WORK INSTRUCTIONS – From the passage on Saint Clement, write out word for word the part that opens with the words containing "Starting in the" and closes with "reign, or 101 AD.".

EXTRACT TO READ –
──────────────────────────────

Not much is known of Clement's life. According to Tertullian, writing in A.D. 199, the Roman Church claimed that Clement was ordained by St. Peter. Although there is some discrepancy in the ancient literature, the Church generally acknowledges Saint Clement as the third ruler of the Roman Church after Saint Peter.
Starting in the 3rd and 4th century, tradition has identified him as the Clement that Paul mentions in Philippians 4:3 as a fellow laborer in Christ.
The Liber Pontificalis, which documents the reigns of popes, states that Clement had known Saint Peter. It also states that he wrote two letters (though the second letter, 2 Clement, is no longer ascribed to him) and that he died in Greece in the third year of Emperor Trajan's reign, or 101 AD.

──────────────────────────────

EXTRACTED INFORMATION –
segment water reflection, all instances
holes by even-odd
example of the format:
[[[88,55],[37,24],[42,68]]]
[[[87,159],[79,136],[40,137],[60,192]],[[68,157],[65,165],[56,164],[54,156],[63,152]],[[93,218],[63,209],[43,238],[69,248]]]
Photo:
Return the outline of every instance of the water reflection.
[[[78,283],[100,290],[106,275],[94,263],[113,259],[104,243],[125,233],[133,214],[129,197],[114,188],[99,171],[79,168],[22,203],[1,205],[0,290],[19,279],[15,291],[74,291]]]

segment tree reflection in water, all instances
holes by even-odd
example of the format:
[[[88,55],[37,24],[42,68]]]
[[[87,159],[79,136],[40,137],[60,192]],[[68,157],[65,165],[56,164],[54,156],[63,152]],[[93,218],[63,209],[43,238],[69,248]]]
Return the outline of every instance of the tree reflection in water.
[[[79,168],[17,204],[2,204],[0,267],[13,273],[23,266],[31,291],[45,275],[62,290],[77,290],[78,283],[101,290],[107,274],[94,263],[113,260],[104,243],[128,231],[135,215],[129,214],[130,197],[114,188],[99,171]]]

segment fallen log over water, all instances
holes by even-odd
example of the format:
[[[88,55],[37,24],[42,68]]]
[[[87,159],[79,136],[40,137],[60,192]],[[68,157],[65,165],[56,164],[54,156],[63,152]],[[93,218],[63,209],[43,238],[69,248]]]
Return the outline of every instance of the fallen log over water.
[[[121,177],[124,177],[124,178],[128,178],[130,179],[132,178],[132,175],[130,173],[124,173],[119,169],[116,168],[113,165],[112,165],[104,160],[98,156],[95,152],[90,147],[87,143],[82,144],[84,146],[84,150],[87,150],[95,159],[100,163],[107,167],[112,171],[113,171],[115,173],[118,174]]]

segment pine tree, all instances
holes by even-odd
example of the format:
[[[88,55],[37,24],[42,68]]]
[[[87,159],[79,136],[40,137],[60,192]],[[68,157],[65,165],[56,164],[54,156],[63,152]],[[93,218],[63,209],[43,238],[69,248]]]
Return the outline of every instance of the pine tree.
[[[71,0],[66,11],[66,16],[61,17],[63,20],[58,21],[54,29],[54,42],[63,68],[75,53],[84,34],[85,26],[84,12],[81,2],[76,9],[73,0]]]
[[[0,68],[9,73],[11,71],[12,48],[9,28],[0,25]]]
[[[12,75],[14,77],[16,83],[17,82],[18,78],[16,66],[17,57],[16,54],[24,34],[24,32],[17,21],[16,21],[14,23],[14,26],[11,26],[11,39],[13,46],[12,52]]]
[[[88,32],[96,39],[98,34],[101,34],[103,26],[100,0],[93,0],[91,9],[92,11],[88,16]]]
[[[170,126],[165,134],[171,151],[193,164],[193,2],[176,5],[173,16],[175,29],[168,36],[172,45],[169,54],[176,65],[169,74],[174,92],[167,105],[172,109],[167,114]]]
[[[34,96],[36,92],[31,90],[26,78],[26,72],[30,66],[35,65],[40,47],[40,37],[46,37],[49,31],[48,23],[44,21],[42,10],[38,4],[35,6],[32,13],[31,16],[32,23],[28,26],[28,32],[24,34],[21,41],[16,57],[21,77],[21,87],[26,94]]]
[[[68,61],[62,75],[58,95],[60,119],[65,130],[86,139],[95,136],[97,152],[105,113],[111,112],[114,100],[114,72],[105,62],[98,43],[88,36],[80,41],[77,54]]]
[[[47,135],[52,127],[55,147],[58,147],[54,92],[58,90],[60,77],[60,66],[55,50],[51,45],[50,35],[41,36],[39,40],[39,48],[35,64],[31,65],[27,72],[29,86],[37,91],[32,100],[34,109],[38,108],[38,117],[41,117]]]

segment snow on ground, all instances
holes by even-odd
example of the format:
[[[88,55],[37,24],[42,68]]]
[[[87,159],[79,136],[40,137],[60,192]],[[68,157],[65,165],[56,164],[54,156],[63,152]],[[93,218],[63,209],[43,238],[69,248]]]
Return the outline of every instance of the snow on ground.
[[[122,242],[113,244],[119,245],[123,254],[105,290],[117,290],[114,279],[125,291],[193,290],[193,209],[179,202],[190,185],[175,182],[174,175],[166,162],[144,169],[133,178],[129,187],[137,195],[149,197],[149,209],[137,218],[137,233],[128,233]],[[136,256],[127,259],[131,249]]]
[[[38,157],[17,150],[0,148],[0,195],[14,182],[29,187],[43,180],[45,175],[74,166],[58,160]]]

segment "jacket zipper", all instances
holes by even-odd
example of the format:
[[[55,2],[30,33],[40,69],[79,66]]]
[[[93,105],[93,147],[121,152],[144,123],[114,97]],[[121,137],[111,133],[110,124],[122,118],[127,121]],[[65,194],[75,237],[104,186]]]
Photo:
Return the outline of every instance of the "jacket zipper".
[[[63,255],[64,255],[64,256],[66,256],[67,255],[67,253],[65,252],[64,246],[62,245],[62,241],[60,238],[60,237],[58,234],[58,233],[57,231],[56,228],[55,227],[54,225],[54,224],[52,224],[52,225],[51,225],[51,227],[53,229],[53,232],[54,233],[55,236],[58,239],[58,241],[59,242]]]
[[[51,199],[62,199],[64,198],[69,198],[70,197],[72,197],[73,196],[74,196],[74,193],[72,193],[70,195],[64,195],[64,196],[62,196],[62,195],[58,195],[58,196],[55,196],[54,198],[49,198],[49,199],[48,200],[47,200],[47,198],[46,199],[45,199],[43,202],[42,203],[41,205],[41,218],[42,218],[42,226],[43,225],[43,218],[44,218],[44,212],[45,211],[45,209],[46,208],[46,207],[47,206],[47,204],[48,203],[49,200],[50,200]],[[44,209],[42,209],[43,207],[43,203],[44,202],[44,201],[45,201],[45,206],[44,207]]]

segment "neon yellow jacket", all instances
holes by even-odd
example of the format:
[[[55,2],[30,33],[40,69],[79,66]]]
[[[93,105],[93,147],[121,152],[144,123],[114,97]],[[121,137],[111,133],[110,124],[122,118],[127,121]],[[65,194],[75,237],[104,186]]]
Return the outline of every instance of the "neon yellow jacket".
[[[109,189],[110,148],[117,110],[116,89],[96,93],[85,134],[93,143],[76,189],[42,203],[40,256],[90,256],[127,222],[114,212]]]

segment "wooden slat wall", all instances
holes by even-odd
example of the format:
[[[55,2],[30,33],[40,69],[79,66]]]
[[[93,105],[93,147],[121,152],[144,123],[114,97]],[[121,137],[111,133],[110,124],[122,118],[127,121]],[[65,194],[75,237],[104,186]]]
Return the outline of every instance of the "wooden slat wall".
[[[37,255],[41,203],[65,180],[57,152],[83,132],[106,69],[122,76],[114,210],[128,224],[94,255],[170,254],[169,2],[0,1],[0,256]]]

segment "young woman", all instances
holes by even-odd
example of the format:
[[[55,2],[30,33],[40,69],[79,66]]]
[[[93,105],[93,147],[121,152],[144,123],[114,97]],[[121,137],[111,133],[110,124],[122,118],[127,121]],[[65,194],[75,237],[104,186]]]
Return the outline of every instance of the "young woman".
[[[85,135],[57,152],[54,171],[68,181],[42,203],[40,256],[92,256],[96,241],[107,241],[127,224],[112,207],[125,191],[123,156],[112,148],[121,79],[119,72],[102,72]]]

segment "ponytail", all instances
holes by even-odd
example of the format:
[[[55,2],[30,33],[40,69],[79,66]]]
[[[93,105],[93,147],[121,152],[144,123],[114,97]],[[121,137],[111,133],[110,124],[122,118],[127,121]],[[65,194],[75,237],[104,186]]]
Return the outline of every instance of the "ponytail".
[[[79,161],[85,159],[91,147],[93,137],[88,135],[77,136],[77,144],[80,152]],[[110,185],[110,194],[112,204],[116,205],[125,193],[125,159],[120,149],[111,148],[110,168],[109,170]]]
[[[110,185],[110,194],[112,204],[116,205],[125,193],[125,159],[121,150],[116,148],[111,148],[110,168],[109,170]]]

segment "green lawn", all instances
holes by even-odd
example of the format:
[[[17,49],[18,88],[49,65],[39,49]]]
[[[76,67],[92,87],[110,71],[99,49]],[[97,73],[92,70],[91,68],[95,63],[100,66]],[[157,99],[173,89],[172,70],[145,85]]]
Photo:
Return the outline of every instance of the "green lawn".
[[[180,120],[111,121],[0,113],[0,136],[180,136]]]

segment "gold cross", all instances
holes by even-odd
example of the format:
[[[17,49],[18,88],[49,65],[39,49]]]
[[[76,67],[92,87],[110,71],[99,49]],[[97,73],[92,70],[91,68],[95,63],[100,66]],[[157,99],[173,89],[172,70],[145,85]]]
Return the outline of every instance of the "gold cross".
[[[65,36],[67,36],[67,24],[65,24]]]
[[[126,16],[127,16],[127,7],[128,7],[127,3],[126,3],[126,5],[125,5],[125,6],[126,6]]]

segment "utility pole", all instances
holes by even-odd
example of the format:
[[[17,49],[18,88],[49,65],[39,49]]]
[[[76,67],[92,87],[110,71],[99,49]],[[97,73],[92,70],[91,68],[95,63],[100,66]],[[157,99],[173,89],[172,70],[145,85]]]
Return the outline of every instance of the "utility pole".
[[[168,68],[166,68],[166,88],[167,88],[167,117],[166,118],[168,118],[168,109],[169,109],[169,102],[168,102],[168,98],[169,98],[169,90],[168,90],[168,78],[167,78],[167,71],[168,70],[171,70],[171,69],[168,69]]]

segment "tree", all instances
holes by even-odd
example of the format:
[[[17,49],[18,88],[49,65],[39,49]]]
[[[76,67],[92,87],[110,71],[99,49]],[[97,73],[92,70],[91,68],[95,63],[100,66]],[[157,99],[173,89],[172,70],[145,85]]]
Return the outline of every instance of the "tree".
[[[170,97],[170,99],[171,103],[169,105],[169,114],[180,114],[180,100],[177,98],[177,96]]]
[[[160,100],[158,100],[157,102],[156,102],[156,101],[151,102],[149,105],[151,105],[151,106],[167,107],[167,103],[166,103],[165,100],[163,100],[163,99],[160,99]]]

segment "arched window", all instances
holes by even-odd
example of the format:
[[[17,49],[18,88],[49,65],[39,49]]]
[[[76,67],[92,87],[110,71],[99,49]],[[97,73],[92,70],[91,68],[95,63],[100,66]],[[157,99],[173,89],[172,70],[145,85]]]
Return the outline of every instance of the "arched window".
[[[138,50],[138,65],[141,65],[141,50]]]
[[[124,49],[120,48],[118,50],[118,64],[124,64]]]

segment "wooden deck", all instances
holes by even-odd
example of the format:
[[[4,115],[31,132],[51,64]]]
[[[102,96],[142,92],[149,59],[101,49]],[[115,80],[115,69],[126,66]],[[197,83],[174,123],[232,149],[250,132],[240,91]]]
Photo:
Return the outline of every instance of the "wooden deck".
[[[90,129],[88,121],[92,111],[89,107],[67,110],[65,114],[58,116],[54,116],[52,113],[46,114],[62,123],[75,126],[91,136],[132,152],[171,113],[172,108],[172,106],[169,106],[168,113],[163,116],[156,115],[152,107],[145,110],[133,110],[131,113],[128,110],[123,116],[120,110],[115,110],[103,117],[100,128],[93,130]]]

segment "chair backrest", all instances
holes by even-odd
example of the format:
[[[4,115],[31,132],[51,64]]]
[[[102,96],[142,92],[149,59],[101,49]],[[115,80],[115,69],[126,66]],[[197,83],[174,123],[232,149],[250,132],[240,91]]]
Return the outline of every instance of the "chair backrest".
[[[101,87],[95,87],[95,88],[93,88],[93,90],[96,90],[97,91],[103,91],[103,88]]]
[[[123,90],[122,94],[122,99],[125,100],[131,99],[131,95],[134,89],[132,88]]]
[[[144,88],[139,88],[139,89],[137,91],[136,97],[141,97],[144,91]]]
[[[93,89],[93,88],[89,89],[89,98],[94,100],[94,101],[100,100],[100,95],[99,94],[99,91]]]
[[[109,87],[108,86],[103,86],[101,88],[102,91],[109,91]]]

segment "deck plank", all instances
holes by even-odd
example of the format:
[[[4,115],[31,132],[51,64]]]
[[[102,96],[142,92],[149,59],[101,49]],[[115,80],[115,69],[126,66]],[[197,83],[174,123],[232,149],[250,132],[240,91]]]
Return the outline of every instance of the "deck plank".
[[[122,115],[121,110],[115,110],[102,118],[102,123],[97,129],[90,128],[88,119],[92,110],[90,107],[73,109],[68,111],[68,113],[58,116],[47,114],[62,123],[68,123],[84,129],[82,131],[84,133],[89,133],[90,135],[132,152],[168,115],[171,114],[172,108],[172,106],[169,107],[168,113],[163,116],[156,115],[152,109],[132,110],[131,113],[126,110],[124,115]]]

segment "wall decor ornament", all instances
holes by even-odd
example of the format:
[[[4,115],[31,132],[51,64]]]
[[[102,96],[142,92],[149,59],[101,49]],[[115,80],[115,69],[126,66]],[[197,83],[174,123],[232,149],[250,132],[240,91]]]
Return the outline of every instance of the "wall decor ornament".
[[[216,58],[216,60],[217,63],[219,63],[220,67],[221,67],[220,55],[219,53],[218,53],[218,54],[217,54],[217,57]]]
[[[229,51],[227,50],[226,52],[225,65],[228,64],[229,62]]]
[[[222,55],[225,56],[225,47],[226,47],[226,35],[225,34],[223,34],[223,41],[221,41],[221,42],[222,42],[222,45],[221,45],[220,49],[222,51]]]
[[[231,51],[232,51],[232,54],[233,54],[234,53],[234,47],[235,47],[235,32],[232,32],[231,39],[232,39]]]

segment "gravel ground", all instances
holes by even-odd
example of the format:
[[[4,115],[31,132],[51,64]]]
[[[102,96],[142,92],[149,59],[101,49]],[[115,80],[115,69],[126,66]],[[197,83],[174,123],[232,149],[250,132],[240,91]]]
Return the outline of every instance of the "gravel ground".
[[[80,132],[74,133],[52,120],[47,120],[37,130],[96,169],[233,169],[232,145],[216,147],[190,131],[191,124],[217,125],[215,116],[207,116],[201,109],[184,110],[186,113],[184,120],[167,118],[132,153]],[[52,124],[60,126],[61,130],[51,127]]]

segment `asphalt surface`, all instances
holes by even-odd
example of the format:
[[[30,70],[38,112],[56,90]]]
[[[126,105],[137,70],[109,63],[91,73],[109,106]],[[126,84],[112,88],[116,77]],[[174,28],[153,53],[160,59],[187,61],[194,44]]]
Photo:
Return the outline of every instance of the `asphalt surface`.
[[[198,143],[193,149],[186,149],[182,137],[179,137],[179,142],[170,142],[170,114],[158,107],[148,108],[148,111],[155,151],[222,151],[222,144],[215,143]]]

──────────────────────────────

THE SOLUTION –
Starting in the 3rd and 4th century, tradition has identified him as the Clement that Paul mentions in Philippians 4:3 as a fellow laborer in Christ.
The Liber Pontificalis, which documents the reigns of popes, states that Clement had known Saint Peter. It also states that he wrote two letters (though the second letter, 2 Clement, is no longer ascribed to him) and that he died in Greece in the third year of Emperor Trajan's reign, or 101 AD.